TASK BRIEF: Here are some entries; quote each one exactly.

PROVIDED MATERIAL:
"""

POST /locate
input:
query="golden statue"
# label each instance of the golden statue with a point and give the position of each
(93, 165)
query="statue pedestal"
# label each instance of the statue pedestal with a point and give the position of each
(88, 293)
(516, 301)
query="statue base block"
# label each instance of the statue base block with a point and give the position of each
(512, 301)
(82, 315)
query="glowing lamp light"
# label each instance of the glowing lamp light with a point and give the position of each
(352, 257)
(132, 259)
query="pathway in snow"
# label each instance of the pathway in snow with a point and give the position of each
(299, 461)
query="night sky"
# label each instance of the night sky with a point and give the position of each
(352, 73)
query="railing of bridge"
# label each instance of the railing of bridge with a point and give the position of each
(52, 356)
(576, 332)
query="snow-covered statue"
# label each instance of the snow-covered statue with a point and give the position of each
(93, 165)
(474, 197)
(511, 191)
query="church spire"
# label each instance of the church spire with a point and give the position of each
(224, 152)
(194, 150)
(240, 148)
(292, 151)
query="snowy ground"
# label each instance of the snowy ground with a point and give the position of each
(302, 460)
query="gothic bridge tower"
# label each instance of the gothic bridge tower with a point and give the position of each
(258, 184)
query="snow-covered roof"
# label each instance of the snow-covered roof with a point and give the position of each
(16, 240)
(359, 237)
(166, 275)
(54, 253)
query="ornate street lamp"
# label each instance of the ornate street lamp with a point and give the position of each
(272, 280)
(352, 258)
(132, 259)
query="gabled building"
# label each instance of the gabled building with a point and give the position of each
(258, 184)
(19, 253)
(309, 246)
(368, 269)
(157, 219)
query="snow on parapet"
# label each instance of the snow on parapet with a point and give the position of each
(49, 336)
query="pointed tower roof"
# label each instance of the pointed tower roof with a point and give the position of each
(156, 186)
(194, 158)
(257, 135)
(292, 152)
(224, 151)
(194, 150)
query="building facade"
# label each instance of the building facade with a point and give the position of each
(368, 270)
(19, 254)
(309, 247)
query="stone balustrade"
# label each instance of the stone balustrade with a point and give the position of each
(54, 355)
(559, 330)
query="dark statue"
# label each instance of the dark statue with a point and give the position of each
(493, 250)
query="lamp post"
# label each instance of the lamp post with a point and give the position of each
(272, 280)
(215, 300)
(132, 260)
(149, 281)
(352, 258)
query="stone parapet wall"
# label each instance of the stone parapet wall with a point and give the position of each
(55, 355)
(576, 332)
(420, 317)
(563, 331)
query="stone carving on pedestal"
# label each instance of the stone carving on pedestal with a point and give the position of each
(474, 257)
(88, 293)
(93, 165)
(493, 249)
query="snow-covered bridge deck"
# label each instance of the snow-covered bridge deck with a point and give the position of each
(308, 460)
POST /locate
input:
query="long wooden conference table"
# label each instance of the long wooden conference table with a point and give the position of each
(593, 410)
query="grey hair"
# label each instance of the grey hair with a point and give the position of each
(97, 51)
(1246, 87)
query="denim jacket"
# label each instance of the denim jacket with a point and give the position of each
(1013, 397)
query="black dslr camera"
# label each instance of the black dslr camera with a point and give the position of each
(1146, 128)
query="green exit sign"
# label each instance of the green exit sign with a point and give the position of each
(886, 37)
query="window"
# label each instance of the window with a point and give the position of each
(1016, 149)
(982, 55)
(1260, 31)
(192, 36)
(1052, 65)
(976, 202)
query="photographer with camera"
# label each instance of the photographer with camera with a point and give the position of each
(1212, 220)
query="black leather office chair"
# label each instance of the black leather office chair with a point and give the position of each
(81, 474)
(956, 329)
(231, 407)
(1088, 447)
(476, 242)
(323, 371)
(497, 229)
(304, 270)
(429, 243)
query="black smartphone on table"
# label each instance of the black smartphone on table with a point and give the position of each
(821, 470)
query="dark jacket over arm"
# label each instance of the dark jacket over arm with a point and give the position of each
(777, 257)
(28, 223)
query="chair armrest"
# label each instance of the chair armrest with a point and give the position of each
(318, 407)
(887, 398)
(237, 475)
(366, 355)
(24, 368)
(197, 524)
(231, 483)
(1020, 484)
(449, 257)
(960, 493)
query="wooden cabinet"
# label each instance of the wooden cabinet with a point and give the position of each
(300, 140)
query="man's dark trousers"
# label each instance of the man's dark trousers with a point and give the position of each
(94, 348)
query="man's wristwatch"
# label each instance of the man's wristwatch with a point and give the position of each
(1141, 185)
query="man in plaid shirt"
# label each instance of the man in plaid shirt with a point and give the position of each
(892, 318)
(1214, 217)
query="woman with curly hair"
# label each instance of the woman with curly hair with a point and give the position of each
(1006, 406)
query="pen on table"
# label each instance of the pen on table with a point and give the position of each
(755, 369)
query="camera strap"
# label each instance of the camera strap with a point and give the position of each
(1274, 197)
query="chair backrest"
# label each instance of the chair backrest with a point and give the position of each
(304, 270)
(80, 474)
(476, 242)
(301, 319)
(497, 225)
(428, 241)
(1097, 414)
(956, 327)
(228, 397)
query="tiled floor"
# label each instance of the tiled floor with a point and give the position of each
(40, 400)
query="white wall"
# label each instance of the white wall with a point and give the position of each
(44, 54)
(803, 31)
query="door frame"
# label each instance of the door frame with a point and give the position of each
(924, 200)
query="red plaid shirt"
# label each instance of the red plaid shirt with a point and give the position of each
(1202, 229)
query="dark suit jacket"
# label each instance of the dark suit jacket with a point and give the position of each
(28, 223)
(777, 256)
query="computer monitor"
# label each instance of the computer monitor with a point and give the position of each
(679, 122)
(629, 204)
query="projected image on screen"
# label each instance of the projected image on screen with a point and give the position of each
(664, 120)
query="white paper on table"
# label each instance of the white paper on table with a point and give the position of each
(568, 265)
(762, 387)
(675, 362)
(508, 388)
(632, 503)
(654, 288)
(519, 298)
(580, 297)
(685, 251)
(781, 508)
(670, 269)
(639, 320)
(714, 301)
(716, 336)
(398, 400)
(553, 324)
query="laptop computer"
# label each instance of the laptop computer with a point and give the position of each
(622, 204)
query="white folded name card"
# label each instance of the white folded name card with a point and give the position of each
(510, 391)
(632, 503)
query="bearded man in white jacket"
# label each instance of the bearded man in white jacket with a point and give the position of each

"""

WRITTEN ANSWER:
POST /locate
input:
query="golden statue"
# label each instance of the golden statue with a point and give the position of each
(93, 165)
query="statue pedestal"
# label each instance of the statue pedestal with a point and give the position of each
(88, 293)
(516, 301)
query="statue base block"
# label each instance of the statue base block with a point and give the position of each
(512, 301)
(82, 315)
query="glowing lamp light"
# label each instance of the glowing lamp light with a point and give the position of each
(352, 257)
(132, 259)
query="pathway in snow"
# label each instance of the pathway in snow with a point and give the position of each
(299, 461)
query="night sky"
# label each instance of the night sky with a point and give the position of each
(352, 73)
query="railing of bridge"
# label each instance of the railing of bridge with a point and give the position of each
(52, 356)
(576, 332)
query="snow-covered statue"
# label each instance of the snow-covered statue with a point and give the position of each
(93, 165)
(474, 197)
(511, 191)
query="church spire"
# label each instance of the church spire with a point and give the position of each
(224, 152)
(194, 150)
(240, 148)
(292, 151)
query="snowy ground"
# label each instance of the snowy ground with a point and give the position of each
(302, 460)
query="gothic bridge tower"
# label each instance of the gothic bridge tower with a point and give the position of each
(258, 184)
query="snow-covered roof"
# label each instance of the snow-covered roof with a point and give the position of each
(16, 240)
(359, 237)
(166, 275)
(54, 253)
query="ornate street lamp"
# label each instance of the ornate street lamp with a point and give the position of each
(272, 280)
(352, 258)
(132, 259)
query="gabled building"
# label each instance of the gabled building with a point and give the position of each
(258, 184)
(19, 253)
(309, 246)
(368, 269)
(157, 219)
query="snow on parapet"
# label each instance of the snow on parapet with a point and give the position of each
(49, 336)
query="pointed tower roof"
# label each instance of the pointed tower roof with a point and give the position of each
(156, 186)
(194, 158)
(257, 135)
(292, 152)
(224, 151)
(194, 150)
query="building facade"
# label each instance of the building facade with a point and give the position of each
(368, 270)
(19, 254)
(309, 247)
query="stone balustrade"
# label each instance of the stone balustrade with a point and give the position of each
(54, 355)
(559, 330)
query="dark statue"
# label each instance of the dark statue with a point and give the position of each
(493, 250)
query="lamp post"
# label each instance of the lamp post with a point and give the position of each
(272, 280)
(215, 300)
(132, 260)
(149, 281)
(352, 258)
query="stone parapet wall"
# label each instance of the stone parapet wall with a point and give the position of each
(55, 355)
(576, 332)
(420, 317)
(563, 331)
query="stone carving on pedestal"
# label each instance of the stone carving on pedestal with a point and give the position of each
(474, 257)
(88, 293)
(93, 165)
(493, 249)
query="snow-covered bridge deck"
# label each instance of the snow-covered bridge deck with a point and give the position of each
(308, 460)
POST /locate
input:
query="long wooden conference table"
# label each instance of the long wooden conference table with a point and give the position of each
(593, 410)
query="grey hair"
# label each instance of the grey hair with a point and give the position of each
(97, 51)
(1246, 87)
query="denim jacket"
# label each instance of the denim jacket with a point and give the position of each
(1013, 397)
query="black dslr camera"
# label each instance of the black dslr camera with a point and give the position of each
(1146, 128)
query="green exit sign"
# label each instance of the green exit sign with a point and give the position of each
(886, 37)
query="window"
# label each instance of the window with a point and give the position of each
(1016, 149)
(982, 55)
(1260, 31)
(192, 36)
(1052, 65)
(976, 202)
query="photographer with camera"
# label each instance of the photographer with camera with a point and give the position of each
(1212, 220)
query="black leather office chair"
# label each instance of the black leather office chair with a point and give the position of each
(81, 474)
(956, 329)
(231, 407)
(1088, 447)
(476, 242)
(323, 371)
(497, 229)
(304, 270)
(429, 243)
query="black smartphone on table"
# label each instance of the black smartphone on table with a point and give the position of each
(821, 470)
query="dark jacket over arm"
# label each instance of the dark jacket over arm with a point and give the position of each
(777, 257)
(28, 223)
query="chair armrest"
# label each instance of the chair armrest with a point and give the position of each
(318, 407)
(887, 398)
(237, 475)
(366, 355)
(24, 368)
(197, 524)
(231, 483)
(1020, 484)
(449, 257)
(960, 493)
query="wooden cabinet"
# label each instance of the wooden cabinet with a point and give the position of each
(300, 140)
query="man's dark trousers"
# label each instance of the man's dark trousers with a point and give the position of each
(94, 348)
query="man's wristwatch"
# label each instance of the man's wristwatch with a point and give the position of each
(1141, 185)
query="man in plaid shirt"
# label each instance of the man in plaid shirt with a point and give the position of each
(892, 318)
(1214, 217)
query="woman with curly hair"
# label each instance of the woman with curly hair with a point and give the position of each
(1006, 406)
query="pen on table"
# label each instance of the pen on table with a point and give the position of each
(755, 369)
query="camera strap"
# label each instance of the camera strap with a point and give the position of each
(1274, 197)
query="chair backrest"
# label each instance of the chair backrest with a point and give the position of each
(304, 270)
(80, 474)
(476, 242)
(301, 319)
(497, 225)
(428, 241)
(1097, 414)
(956, 327)
(228, 397)
query="tiled floor"
# label each instance of the tiled floor with a point and give the position of each
(40, 400)
query="white wall"
# label each instance of the white wall with a point and give the position of each
(44, 54)
(803, 31)
query="door frame"
# label each instance of the door frame with a point and give the position of each
(924, 200)
query="red plaid shirt"
# label each instance of the red plaid shirt with a point and give the position of each
(1202, 229)
query="dark suit jacket"
# label each instance of the dark suit jacket with a point and give the position of each
(28, 223)
(777, 256)
query="computer monitor"
# label each instance of the computer monitor with a point and give the position of each
(679, 122)
(629, 204)
query="projected image on screen"
# label each instance of the projected image on screen with a point and give the position of each
(664, 120)
query="white paper on table"
# label each instance of the white paper on table with a point and give the position of each
(568, 265)
(762, 387)
(675, 362)
(508, 388)
(632, 503)
(654, 288)
(519, 298)
(580, 297)
(685, 251)
(781, 508)
(670, 269)
(639, 320)
(714, 301)
(716, 336)
(398, 400)
(553, 324)
query="laptop computer"
# label each instance of the laptop computer with a point and give the position of each
(622, 204)
query="white folded name card"
# label each instance of the white folded name card with a point and give the position of each
(510, 391)
(632, 503)
query="bearded man in white jacket"
# label each instance of the bearded man in white jacket with a point and give the position of each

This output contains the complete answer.